— Start Selection —

AWSAppSync_Product is the type of node I am attaching my File to. (which can be found in the graphql playground on localhost). The resolve will match the Key of the S3Object with image1 (which is a string) on the product. This allows me to directly use the product images without having to run a query inside the image component.

In my opinion, this is a valuable piece of information once you wrap your head around it and it certainly has helped me a lot. Thanks @Js-Brecht.

LpmRaven avatar Jun 19 '20 04:06 LpmRaven

This is a really good idea! I'm actually also seeing the warnings for inefficient queries on a site with component-level filtering, I'll need to try it your way! 🎉

I'd love the plugin to document this, I think it's quite a common question to have when building a Gatsby site, since static queries don't take variables (https://github.com/gatsbyjs/gatsby/issues/10482). And I've mostly seen filtering built into components, like you mentioned.

Do you think this should be in the README? It's not really about the plugin itself, but more about a best practice for dealing with sourced images in Gatsby. We could have a new section, or alternatively some extra docs.

Do you want to draft this or should I @LpmRaven?

robinmetral avatar Jun 19 '20 08:06 robinmetral

Do you think this should be in the README? It's not really about the plugin itself, but more about a best practice for dealing with sourced images in Gatsby. We could have a new section, or alternatively some extra docs.

Do you want to draft this or should I @LpmRaven?

I think it would be good to include somewhere in the README. I would welcome you to draft something, I can assist.

LpmRaven avatar Jul 13 '20 10:07 LpmRaven

Hi @LpmRaven! I'm trying to wrap my head around this and apply it to my use case, and I'd love some help 🙂

If I understand correctly, you're linking your products with their images via this resolver in gatsby-node.js.

How would it look like for things like images in a blog post? Here are some initial thoughts:

  • I imagine that there should be something in the S3Object nodes themselves to link them to the right post, like an id or slug in the Key to match against. For example there would be first-post-001.jpg and first-post-002.jpg in S3, and they would be matched with the first-post.md article.
  • In your case, you're adding a single imageFile to each AWSAppSync_Product. We could probably have an imageFiles array instead, and this would allow us to filter through only the specific post's images in the Image component, rather than all S3 images.

— End Selection —

== Given instruction ==
Continue the thread about linking S3 images to Gatsby nodes, starting right after its last sentence.

— Start Data segment —

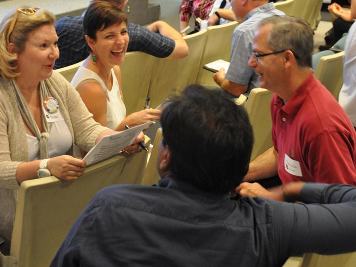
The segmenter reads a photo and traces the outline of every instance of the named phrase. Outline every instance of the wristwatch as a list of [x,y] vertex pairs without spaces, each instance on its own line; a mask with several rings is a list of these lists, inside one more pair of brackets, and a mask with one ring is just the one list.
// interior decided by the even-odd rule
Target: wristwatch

— End Data segment —

== Solved problem ==
Thoughts?

Also, maybe I've missed something, but something else I've done in the past for foreign-key relationships is use the GraphQL @link directive. I wrote about this in an answer on StackOverflow. Could this be an alternative to resolvers?

robinmetral avatar Jul 29 '20 16:07 robinmetral

Hi @robinmetral!

Yes, the resolver is linking the images with their respective products. This could also be done with the schema customisation API but I'm not sure if that would work with multiple images (for the same product/blog post) as the @link directive is a one-to-one relationship (as I understand, correct me if I am wrong), and would have to match the foreign-key exactly? Whereas, with the resolver API you could check if the Key contains first-post.

Yes, the s3Object Key should contain an identifier slug, your example is exactly how I would do it.

I'm actually going to start adding additional images for each product, I like the imageFiles array suggestion. Yes, you could then take the array of imageFiles and use them as you wish, I don't think you even need to filter them, depending on how you use them.

LpmRaven avatar Jul 31 '20 02:07 LpmRaven

Hi @robinmetral 🙂 I was hoping you could clear up my possible misunderstanding of how to use the @link directive.

I'm trying to get a better understanding of where the schemaCustomisation API and createResolvers API are best used. It just so happens I am running into some issues around this. I originally thought these resolvers would work, they populate the Category and SubCategory types and the product.category when logging, but in the graphql playground all the product.categorys are null.

const categoryResolvers = {
    AWSAppSync_Product: {
        category: {
            type: 'Category',
            resolve: async (source, args, context, info) => {
                if (source.categorySlug) {
                    return categorys.find(category => category.slug === source.categorySlug)
                }
            }
        },
        subCategory: {
            type: 'SubCategory',
            resolve: async (source, args, context, info) => {
                if (source.subCategorySlug) {
                    return subCategorys.find(subCategory => subCategory.slug === source.subCategorySlug)
                }
            }
        },
    }
};

As an alternative approach, I thought I would try using the link directive. There is a one-to-many relationship between categories and products, one category can apply to many products, would the @link directive work here? I'm creating the categories using sourceNodes and the AWSAppSync_Product is being created by gatsby-source-graphql.

const categorys = [
    {
        formattedName: "Mens",
        slug: "mens",
    },
    {
        formattedName: "Womens",
        slug: "womens",
    },
    {
        formattedName: "Boys",
        slug: "boys",
    },
    {
        formattedName: "Girls",
        slug: "girls",
    },
]

module.exports = {
    categorys
}
const typeDefs = `
type Category implements Node @dontInfer {
    formattedName: String!
    slug: String!
}

type SubCategory implements Node @dontInfer {
    formattedName: String!
    slug: String!
}
`

module.exports = {
    typeDefs
}
const sourceCategoryNodes = ({ actions, createNodeId, createContentDigest }) => {
    categorys.forEach(category => {
        const node = {
            ...category,
            id: createNodeId(`Category-${category.slug}`),
            internal: {
                type: "Category",
                contentDigest: createContentDigest(category),
            },
        }
        actions.createNode(node)
    })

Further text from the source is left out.